## Passage to read
▼
2 min read
05 Jan 2021

There are times when your medical insurance might not be enough for all your medical expenses. Most standard medical insurance policies do not cover certain cases, such as infertility treatments. Thus, many couples facing fertility issues often have to spend a lot of money to avail themselves of the right fertility treatment.

The right way to finance your fertility treatment is to opt for a personal loan for IVF. The best IVF loans will allow you to get the appropriate treatment without undergoing any financial stress. Many public and private sector banks in India offer personal loans at affordable interest rates. However, private sector banks and non-banking financial institutions (NBFCs) are quite flexible regarding their customers’ needs and concerns.

Here’s how you can apply for a personal loan for IVF treatment in India. Before you choose IVF financing, it is prudent to use an personal loan EMI calculator to figure out just how much loan amount you must take while handling your monthly expenses smoothly. Here are a few factors you need to consider when opting for IVF loans.
▲
## Listed entries
▼
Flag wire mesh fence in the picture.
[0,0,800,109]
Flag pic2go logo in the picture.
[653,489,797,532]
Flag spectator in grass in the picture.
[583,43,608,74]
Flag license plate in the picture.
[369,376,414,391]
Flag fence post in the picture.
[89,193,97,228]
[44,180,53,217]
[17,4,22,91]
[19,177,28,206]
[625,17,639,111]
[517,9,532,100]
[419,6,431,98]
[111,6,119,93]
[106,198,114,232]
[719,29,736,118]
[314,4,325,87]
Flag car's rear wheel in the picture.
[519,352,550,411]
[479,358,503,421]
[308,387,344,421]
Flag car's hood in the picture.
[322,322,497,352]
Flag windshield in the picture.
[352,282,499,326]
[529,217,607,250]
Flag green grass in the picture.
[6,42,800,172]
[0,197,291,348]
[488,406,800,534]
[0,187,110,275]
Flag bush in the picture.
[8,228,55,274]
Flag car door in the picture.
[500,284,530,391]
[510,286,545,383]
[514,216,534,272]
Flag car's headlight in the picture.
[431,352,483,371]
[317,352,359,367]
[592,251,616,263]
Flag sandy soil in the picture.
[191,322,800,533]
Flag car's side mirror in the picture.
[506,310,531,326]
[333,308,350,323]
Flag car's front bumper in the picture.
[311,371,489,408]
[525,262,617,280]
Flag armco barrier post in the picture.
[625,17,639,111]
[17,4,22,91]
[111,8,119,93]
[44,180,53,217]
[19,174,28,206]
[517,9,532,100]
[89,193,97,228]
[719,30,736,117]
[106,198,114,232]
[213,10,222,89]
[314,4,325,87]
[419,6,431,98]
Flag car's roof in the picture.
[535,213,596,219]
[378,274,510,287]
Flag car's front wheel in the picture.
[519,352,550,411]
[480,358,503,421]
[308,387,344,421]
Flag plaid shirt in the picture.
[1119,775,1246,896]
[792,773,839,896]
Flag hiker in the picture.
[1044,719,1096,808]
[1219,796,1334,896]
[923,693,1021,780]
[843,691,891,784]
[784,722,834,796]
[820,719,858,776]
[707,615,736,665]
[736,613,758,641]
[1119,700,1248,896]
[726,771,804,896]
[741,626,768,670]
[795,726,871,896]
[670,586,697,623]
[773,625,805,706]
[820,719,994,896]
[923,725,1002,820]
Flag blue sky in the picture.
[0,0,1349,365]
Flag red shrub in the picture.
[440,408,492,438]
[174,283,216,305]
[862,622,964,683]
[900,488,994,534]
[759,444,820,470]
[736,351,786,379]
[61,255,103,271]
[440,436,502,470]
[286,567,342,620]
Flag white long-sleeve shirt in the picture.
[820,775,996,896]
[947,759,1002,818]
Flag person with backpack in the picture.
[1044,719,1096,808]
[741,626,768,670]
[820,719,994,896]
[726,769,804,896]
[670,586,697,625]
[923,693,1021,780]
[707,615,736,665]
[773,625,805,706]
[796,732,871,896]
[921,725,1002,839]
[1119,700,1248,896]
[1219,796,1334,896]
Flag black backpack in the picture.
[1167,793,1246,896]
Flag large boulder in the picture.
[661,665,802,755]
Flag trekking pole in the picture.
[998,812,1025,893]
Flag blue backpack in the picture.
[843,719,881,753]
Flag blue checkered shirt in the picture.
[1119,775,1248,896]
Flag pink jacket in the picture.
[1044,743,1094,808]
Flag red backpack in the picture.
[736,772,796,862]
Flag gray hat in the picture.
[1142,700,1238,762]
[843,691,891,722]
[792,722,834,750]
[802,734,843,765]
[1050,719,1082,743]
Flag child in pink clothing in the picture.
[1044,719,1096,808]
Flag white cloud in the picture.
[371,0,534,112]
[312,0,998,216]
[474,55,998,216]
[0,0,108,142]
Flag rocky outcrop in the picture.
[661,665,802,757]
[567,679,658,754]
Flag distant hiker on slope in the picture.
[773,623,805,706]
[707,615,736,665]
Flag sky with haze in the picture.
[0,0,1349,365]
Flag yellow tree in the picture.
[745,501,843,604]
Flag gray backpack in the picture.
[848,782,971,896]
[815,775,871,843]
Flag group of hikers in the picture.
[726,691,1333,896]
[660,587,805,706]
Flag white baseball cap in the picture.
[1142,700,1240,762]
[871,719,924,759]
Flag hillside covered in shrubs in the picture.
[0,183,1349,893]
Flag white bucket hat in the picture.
▲
From the article on IVF loans, return the passage that begins at the words "There are times" and stops after the words "needs and concerns.", copied word for word.

There are times when your medical insurance might not be enough for all your medical expenses. Most standard medical insurance policies do not cover certain cases, such as infertility treatments. Thus, many couples facing fertility issues often have to spend a lot of money to avail themselves of the right fertility treatment.

The right way to finance your fertility treatment is to opt for a personal loan for IVF. The best IVF loans will allow you to get the appropriate treatment without undergoing any financial stress. Many public and private sector banks in India offer personal loans at affordable interest rates. However, private sector banks and non-banking financial institutions (NBFCs) are quite flexible regarding their customers’ needs and concerns.